In their carefully characterized performances, Wong and [Mark] Alhadeff depict the pair at their various moments of truth and trust, sorrow and joy, parenthood and age, adding up toward the infinite ache of abiding love. It is a subtle, somewhat quiet play, but the action moves swiftly…
– Bob White, THE OXFORD PRESS


Photo by Tom Bloom

SHE STOOPS TO CONQUER

The Pearl Theatre, NYC

“…Eunice Wong is alluringly coquettish…”
– Wilborn Hampton, THE NEW YORK TIMES

“…[Eunice] Wong’s performance would be reason enough to buy a ticket. She’s wonderful, and the absolute light of the stage whenever she appears. She possesses charm and character in abundance, and appears to be the most gifted comic in the company. The scenes with her at the forefront are the most funny and enjoyable – she never lets you down for a moment.”
– Matthew Murray, TALKINBROADWAY.COM


Photo by Michael Daniel

TOP GIRLS

The Guthrie Theater, MN

Wong displays a flair in her role of Lady Nijo expounding poetry with airy grace and full of remembrances. This contrasts vividly with her confident manner in depicting her character as an office worker.
– Christopher Trussell, THE ST. CLOUD TIMES

[Guthrie] newcomer Wong renders the arch–classical character and then a contemporary office worker with flair.

· · · ·

*TO DO*.
1) According to the review excerpts, which theater staged Top Girls?
2) Repeat the review excerpts word for word, from "The Guthrie Theater, MN" to "worker with flair.".

· · · ·

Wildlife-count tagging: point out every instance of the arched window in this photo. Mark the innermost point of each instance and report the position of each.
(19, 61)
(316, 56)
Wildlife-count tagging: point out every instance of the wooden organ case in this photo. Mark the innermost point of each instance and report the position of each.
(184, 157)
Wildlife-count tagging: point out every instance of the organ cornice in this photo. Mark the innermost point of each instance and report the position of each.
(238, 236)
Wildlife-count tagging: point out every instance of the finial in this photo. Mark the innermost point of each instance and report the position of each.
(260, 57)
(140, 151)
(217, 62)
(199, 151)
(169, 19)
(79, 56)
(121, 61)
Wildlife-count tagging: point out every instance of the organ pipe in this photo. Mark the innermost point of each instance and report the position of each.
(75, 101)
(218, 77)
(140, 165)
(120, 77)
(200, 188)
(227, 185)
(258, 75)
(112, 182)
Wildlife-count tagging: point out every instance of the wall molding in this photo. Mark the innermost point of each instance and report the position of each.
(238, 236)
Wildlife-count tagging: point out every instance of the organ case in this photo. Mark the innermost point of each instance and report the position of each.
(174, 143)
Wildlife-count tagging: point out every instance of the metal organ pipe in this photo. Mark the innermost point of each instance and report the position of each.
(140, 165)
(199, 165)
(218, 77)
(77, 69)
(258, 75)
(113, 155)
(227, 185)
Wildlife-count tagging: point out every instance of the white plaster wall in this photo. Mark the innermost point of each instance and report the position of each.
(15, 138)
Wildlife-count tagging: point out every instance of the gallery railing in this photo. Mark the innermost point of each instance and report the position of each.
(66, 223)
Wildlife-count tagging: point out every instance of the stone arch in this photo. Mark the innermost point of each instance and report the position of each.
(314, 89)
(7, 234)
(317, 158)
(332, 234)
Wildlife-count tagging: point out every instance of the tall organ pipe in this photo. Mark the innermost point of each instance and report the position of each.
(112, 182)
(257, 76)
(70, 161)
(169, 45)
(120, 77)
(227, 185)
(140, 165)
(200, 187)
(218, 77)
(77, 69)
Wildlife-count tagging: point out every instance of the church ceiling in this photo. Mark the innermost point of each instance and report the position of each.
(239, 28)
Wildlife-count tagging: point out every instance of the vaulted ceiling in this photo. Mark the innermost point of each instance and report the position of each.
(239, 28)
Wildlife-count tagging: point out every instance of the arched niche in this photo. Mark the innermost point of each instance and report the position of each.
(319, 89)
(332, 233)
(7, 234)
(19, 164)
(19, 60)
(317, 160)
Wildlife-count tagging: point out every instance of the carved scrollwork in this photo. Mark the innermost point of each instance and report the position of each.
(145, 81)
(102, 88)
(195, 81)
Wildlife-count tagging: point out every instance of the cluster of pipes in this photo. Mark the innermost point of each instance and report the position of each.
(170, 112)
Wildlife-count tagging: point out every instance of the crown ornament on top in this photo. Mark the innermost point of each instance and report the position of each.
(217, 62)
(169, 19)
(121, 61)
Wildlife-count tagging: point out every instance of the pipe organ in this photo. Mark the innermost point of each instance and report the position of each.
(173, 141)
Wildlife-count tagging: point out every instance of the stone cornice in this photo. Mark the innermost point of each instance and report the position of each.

· · · ·

*EXERCISE RESULTS*.
1) The Guthrie Theater, MN.

2)
The Guthrie Theater, MN

Wong displays a flair in her role of Lady Nijo expounding poetry with airy grace and full of remembrances. This contrasts vividly with her confident manner in depicting her character as an office worker.
– Christopher Trussell, THE ST. CLOUD TIMES

[Guthrie] newcomer Wong renders the arch–classical character and then a contemporary office worker with flair.